Exercise details: Please copy exactly the lines that run from the start of the entries to the line containing "baby's smile | locate", inclusive.

---------------

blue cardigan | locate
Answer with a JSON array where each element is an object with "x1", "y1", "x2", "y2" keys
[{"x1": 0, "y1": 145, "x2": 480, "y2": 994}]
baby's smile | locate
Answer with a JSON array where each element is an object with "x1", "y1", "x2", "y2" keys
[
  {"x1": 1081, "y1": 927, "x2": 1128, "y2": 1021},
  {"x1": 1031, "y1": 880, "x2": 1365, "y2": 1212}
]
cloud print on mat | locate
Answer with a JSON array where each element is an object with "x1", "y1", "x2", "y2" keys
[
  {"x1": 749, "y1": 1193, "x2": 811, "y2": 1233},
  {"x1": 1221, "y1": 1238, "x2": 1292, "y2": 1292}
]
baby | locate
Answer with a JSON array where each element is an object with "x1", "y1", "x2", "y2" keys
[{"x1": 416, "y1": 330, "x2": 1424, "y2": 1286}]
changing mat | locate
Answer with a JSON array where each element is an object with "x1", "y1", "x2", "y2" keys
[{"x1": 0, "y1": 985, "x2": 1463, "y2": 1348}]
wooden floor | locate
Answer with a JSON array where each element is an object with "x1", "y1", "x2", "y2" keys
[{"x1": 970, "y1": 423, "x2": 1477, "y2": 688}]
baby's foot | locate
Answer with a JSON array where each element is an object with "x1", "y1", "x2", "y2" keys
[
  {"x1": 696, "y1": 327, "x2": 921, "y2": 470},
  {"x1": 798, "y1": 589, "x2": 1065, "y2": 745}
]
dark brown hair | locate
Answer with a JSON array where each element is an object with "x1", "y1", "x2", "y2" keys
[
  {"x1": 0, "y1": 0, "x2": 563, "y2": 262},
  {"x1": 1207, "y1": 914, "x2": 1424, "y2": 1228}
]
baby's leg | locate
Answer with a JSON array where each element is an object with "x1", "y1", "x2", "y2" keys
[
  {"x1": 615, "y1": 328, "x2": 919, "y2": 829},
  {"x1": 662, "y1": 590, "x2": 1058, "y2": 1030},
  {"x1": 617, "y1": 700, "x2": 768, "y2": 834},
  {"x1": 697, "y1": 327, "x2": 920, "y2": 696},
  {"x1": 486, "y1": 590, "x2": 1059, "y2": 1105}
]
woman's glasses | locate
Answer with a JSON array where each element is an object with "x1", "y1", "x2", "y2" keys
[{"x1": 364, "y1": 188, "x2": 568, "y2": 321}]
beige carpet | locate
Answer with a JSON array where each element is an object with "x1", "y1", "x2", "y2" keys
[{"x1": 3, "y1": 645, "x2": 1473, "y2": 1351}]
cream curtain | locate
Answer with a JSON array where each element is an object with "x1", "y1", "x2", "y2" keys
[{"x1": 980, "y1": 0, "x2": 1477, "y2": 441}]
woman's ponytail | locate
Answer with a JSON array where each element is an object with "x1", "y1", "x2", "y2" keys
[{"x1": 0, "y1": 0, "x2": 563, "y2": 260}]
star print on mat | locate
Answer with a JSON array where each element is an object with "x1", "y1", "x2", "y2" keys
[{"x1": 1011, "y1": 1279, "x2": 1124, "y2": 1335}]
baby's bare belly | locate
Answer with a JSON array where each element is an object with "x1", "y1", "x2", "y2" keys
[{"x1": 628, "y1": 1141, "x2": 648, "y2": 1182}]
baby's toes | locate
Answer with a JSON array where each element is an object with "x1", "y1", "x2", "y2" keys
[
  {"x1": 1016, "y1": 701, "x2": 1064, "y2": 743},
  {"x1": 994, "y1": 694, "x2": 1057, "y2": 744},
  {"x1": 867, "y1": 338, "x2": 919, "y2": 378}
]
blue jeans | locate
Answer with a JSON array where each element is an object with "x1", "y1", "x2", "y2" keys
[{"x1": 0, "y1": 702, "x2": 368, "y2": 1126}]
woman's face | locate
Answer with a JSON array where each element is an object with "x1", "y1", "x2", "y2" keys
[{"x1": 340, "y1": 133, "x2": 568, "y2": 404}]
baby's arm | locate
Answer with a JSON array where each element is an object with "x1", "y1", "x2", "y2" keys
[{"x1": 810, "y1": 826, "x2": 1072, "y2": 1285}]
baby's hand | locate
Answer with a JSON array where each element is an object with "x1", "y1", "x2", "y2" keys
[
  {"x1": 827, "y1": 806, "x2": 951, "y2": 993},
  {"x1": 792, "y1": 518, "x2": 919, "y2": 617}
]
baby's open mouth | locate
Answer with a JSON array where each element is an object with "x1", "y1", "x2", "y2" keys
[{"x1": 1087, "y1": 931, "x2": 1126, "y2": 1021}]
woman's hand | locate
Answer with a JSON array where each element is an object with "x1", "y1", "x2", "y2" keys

---------------

Exercise response:
blue cardigan | locate
Answer with a JSON array where each element is an object with "x1", "y1", "x2", "y2" keys
[{"x1": 0, "y1": 145, "x2": 480, "y2": 994}]
baby's smile | locate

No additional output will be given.